### Problem
The answer is to contain only the line containing "Locates the tree" and the lines after it through the last one, each reproduced exactly as it appears below.

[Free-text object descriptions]
-----

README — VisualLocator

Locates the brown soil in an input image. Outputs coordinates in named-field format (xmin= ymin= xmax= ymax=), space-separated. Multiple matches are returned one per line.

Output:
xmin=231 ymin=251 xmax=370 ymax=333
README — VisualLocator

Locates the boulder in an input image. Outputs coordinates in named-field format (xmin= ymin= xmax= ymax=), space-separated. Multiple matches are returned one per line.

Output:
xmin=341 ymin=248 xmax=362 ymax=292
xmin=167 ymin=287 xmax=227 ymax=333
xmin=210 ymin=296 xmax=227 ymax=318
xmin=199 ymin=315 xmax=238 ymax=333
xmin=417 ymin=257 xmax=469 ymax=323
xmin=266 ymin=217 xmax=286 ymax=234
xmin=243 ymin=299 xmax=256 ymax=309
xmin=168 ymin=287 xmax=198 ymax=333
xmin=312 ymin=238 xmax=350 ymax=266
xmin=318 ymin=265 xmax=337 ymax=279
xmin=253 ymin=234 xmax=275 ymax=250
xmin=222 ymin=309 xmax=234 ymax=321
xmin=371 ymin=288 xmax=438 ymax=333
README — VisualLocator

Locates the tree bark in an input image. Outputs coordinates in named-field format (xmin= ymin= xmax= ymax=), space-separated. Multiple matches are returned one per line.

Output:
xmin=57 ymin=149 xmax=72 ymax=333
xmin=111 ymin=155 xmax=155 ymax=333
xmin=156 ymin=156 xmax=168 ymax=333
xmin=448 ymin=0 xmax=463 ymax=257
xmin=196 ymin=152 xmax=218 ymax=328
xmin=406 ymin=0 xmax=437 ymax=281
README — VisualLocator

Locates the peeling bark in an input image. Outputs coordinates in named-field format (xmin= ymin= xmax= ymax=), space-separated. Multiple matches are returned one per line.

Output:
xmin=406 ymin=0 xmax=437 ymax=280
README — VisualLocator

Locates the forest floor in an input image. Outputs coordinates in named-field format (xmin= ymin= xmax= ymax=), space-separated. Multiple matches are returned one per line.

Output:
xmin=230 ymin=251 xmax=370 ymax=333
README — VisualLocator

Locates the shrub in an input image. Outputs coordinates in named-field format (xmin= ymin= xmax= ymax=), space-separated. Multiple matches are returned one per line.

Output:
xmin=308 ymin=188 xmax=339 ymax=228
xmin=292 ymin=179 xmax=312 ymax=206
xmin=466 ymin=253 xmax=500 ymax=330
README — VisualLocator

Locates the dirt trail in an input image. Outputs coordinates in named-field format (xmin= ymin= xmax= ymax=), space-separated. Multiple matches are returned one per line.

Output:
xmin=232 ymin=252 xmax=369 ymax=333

-----

### Task solution
Locates the tree bark in an input image. Outputs coordinates in named-field format (xmin= ymin= xmax= ymax=), space-separated. Multiple matches are returned one per line.

Output:
xmin=57 ymin=149 xmax=72 ymax=333
xmin=111 ymin=155 xmax=155 ymax=333
xmin=156 ymin=156 xmax=168 ymax=333
xmin=448 ymin=0 xmax=463 ymax=257
xmin=196 ymin=152 xmax=218 ymax=328
xmin=406 ymin=0 xmax=437 ymax=281
README — VisualLocator

Locates the peeling bark in an input image. Outputs coordinates in named-field format (xmin= ymin= xmax= ymax=), space-separated. Multiple matches are returned one per line.

Output:
xmin=406 ymin=0 xmax=437 ymax=280
README — VisualLocator

Locates the forest floor in an input image. Outputs coordinates in named-field format (xmin= ymin= xmax= ymax=), space-separated. Multiple matches are returned one per line.

Output:
xmin=230 ymin=251 xmax=370 ymax=333
README — VisualLocator

Locates the shrub in an input image. Outputs coordinates in named-field format (xmin= ymin= xmax= ymax=), space-separated. Multiple matches are returned one per line.

Output:
xmin=308 ymin=188 xmax=339 ymax=228
xmin=292 ymin=179 xmax=312 ymax=206
xmin=466 ymin=253 xmax=500 ymax=330
README — VisualLocator

Locates the dirt trail in an input image. Outputs coordinates in named-field format (xmin= ymin= xmax= ymax=), space-separated. Multiple matches are returned one per line.

Output:
xmin=232 ymin=252 xmax=369 ymax=333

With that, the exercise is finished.